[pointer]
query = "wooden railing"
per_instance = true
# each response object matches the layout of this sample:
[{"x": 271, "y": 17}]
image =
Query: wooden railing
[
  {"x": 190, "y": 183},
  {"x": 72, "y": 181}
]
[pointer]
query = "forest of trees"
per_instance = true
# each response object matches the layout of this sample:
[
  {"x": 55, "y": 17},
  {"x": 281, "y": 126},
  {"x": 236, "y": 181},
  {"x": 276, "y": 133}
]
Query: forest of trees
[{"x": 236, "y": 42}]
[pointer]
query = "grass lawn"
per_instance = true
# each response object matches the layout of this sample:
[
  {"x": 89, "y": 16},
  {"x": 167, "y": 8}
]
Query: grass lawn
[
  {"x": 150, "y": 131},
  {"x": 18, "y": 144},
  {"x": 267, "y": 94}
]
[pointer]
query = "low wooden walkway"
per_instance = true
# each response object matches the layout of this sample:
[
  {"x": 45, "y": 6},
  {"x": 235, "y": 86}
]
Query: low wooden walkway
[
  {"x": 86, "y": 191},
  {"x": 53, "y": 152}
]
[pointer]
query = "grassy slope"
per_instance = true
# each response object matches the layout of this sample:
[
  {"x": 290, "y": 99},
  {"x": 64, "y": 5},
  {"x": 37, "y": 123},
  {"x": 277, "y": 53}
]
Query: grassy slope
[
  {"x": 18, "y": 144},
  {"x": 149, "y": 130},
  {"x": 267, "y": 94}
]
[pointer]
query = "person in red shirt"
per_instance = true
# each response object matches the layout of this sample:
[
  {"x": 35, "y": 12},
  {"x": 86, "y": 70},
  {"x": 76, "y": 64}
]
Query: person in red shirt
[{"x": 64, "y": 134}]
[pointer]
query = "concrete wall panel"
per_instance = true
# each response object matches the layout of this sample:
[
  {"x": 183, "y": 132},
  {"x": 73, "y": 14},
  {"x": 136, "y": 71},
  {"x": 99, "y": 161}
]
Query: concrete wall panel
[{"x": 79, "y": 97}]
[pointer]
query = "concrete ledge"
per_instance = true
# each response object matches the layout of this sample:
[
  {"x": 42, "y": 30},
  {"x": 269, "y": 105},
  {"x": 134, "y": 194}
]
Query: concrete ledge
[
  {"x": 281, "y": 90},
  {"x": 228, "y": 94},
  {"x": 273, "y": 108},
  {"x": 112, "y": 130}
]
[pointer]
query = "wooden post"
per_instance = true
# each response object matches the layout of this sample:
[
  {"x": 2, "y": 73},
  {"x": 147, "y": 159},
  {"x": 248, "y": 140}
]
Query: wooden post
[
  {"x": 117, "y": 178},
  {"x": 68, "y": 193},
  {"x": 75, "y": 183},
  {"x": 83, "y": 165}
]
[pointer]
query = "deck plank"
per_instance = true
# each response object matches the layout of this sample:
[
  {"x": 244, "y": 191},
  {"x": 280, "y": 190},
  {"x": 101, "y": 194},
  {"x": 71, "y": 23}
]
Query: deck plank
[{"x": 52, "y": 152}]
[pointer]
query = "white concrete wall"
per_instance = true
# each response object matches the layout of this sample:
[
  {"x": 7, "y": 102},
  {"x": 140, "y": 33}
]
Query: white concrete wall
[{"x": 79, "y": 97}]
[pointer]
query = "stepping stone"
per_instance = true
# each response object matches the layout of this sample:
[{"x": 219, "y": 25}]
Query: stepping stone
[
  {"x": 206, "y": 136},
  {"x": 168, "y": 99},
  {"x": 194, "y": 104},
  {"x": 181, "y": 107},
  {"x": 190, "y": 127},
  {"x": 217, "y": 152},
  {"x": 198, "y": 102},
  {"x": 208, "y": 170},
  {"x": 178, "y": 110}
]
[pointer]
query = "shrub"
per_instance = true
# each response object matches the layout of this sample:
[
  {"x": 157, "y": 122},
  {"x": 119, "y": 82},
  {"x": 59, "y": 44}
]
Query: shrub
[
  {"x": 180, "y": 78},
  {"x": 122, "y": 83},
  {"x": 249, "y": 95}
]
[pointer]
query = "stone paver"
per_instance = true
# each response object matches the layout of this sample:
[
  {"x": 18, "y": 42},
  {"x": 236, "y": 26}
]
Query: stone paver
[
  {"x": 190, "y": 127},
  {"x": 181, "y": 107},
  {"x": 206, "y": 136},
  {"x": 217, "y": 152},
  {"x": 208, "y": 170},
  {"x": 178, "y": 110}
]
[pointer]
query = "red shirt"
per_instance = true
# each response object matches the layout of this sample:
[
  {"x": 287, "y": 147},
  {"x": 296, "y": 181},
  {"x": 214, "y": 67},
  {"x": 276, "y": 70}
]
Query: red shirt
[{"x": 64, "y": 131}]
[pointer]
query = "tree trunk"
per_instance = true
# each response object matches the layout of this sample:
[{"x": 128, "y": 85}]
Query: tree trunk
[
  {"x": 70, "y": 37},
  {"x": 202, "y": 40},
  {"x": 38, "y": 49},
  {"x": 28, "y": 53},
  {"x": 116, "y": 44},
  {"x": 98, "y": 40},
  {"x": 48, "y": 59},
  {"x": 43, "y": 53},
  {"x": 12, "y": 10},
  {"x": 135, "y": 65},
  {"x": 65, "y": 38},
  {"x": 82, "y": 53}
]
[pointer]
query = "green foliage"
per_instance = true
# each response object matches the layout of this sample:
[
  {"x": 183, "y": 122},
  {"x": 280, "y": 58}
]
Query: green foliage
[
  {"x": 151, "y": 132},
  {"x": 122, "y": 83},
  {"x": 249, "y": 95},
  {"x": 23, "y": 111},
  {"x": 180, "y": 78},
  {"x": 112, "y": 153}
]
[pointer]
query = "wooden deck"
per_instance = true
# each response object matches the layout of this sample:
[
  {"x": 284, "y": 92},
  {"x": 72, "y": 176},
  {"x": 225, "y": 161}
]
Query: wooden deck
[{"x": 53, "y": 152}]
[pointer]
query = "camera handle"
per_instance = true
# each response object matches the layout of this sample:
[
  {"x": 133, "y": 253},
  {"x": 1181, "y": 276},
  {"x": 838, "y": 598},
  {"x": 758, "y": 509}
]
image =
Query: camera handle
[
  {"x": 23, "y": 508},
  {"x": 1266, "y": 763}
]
◆ ◆ ◆ ◆ ◆
WRITTEN REQUEST
Extract every line of the entries above that contains the string "stone", matching case exactly.

SOLUTION
query = "stepping stone"
Query: stepping stone
query = "stone paver"
Query: stone paver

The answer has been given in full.